| PROBLEM DETAILS |
Find the lines in the records that carry the word "query". Copy each one.

Segment Start: PROVIDED MATERIAL

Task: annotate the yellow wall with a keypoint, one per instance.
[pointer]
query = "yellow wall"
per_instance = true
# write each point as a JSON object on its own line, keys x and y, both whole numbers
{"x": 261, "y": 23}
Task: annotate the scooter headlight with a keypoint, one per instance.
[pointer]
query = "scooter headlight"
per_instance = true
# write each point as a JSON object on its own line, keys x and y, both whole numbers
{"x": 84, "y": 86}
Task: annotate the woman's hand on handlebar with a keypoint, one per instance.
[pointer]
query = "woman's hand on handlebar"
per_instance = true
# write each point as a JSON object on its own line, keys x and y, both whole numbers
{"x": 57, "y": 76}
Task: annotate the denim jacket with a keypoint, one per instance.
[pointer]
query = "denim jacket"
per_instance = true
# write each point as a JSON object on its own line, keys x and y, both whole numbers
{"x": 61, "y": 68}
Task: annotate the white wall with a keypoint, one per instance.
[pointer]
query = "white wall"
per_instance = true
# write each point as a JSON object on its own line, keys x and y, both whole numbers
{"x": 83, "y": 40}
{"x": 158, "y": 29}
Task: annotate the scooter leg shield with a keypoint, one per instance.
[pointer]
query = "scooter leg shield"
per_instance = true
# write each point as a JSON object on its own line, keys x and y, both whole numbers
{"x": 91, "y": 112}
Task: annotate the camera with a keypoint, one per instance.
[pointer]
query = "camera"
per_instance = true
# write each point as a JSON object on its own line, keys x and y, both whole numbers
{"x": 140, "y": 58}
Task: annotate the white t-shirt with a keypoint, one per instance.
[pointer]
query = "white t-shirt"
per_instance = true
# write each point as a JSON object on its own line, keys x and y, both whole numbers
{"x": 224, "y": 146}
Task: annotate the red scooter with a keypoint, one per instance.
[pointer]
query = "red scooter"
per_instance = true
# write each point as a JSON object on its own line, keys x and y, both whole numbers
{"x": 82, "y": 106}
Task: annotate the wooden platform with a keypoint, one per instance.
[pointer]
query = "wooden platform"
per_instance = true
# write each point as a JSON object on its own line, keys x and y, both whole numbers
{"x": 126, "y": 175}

Segment End: PROVIDED MATERIAL

| ANSWER TO THIS PROBLEM |
query = "yellow wall"
query = "scooter headlight"
query = "woman's hand on handlebar"
query = "denim jacket"
query = "white wall"
query = "scooter leg shield"
query = "camera"
query = "white t-shirt"
query = "red scooter"
query = "wooden platform"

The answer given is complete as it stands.